- Tasks for this exercise -
1. In the Co-ML passage, what percentage of Team Makeup's testing data came from Neutrogena?
2. Please carry the Co-ML passage on dataset balancing forward from its last sentence with the paragraph that would come next.

While their refined model appeared to work better at identifying their previously misclassified Pothos plant, its performance for identifying Succulent was negatively impacted, leading the participants to recognize that the model needed to be more comprehensively tested. This is a common issue in ML practice, in which edits to a single label might affect model performance for other labels.
In this example, collaboration contributed to group awareness of the model failure, discussion and ideas for the cause of the misclassification, and coordinated data collection efforts, positively contributing to participants’ discovery and reasoning about gaps in their dataset.
6.4 DDP3: Balancing Datasets
We designed Co-ML to encourage the creation of balanced datasets by displaying sample counts throughout the interface, such as when users add images via the camera or review their datasets in the training dashboard. Our intention was for learners to use this information to identify if there were fewer samples for particular labels, and to ultimately create datasets with a similar number of samples for each label. Instead, we observed that while some teams initially set targets for equally distributed data collection across labels, teams ultimately took a more reactive approach, attending to specific labels based on model evaluation results. In fact, some groups intentionally created skewed datasets to improve performance for underperforming labels.
Figure
11 reports the percent distribution of training and testing samples for each label within a project. First, these plots reveal differences in sampling among training data; for example, Team Plants had fewer Cactus (7.5%) and Orchid (8.7%) images relative to other labels in their project. Additionally, we observed differences between training and testing efforts; while training samples were more equally distributed for Team Makeup, the distribution was less equal for their testing data, with Glossier and Neutrogena accounting for a smaller amount of their overall testing data (9.2% and 5%, respectively). In this section, we describe why these differences emerged as a result of decisions learners made about which labels to add data to.
An example of shifting away from equally distributed training data was observed with Team Makeup. While the team originally decided to add 100 images for each label, they soon realized this was a sub-optimal strategy because the model had more difficulty identifying some labels versus others. In response, their team only add data to labels their model did not work as well for:
We first decided to have a set number of photos to add for each label—100 for each label just as a base point. But then afterward, we realized that that was not the best way to go about it because [for] some objects, the model had more difficulties identifying than others. And, so we ended up just taking more photos for the ones that were difficult to classify.

- Data extract -
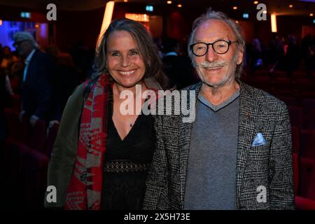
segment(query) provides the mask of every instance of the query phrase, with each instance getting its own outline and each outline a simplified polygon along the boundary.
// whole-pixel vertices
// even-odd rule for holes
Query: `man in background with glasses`
[[[195,119],[157,116],[144,209],[294,209],[288,109],[239,80],[244,46],[239,25],[222,13],[195,21],[188,52],[201,82],[187,90],[196,95],[188,102]]]
[[[40,118],[48,121],[51,110],[51,78],[55,69],[52,60],[38,49],[33,36],[27,31],[14,34],[13,46],[24,61],[22,81],[22,111],[34,126]]]

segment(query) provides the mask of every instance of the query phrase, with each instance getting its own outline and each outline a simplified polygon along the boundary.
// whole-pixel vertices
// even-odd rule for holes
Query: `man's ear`
[[[237,65],[240,64],[243,62],[243,56],[244,56],[244,48],[241,48],[239,50],[239,54],[237,55]]]

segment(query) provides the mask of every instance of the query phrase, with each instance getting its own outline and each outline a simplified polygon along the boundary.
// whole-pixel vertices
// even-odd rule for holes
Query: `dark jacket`
[[[55,66],[50,58],[36,50],[22,85],[22,110],[27,115],[46,120],[51,108],[51,77]]]
[[[144,81],[149,88],[162,90],[161,86],[150,78]],[[57,202],[48,203],[45,200],[46,207],[61,208],[66,200],[78,148],[78,125],[84,103],[83,92],[83,85],[81,84],[69,98],[62,113],[48,173],[48,186],[54,186],[57,189]]]

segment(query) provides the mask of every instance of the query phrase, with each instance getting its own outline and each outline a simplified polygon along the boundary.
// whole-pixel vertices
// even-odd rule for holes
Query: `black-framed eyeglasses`
[[[227,40],[218,40],[214,43],[204,43],[197,42],[190,45],[190,50],[192,53],[197,56],[201,57],[206,54],[209,49],[209,46],[212,46],[214,51],[219,55],[225,54],[229,50],[230,46],[237,41],[227,41]]]

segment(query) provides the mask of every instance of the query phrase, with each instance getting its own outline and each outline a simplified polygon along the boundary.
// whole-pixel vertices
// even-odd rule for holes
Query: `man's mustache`
[[[203,69],[212,69],[216,67],[220,67],[225,65],[228,65],[229,62],[203,62],[202,63],[197,64],[196,65],[199,67]]]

- Results of the tasks -
1. 5%

2.
The strategy to add mostly to labels with lower classification accuracy was also taken on by Teams Plants and Fashion, who both described this strategy as attending to “equity over equality.” Participant Plants-P-1 shared that, “My team really value[s] the mindset of equity over equality when it came to training labels. So once we realize that one label was working most of the time, or even working 100% of the time, we wanted to focus on the labels that maybe were not working as much and that really helped us.” They determined they needed more data for leafy green plants compared with their only flower label, a white and purple orchid plant; their orchid label represented 8.7% of their total training data, compared with their Pothos label, which had 29.7%. Because the orchid plant was visually distinct from the other labels, and the model was consistently able to classify it correctly, the team members turned their attention to labels that were not performing as well, as described by Plants-P2: “Our orchid label had a lot less data than anything else because it was so different than all the other plants, and so the model was able to recognize it with a lot less data than the other plants that were all kind of green and similar shapes.” Likewise, Team Fashion described how more data was needed for brand logos that looked visually similar to one another compared with those that were unique and easier for the model to identify.
Thus, by attending to model performance, participants wrestled with the machine learnability of individual classes, ultimately prioritizing adding more data to underperforming labels over having more evenly distributed class balance.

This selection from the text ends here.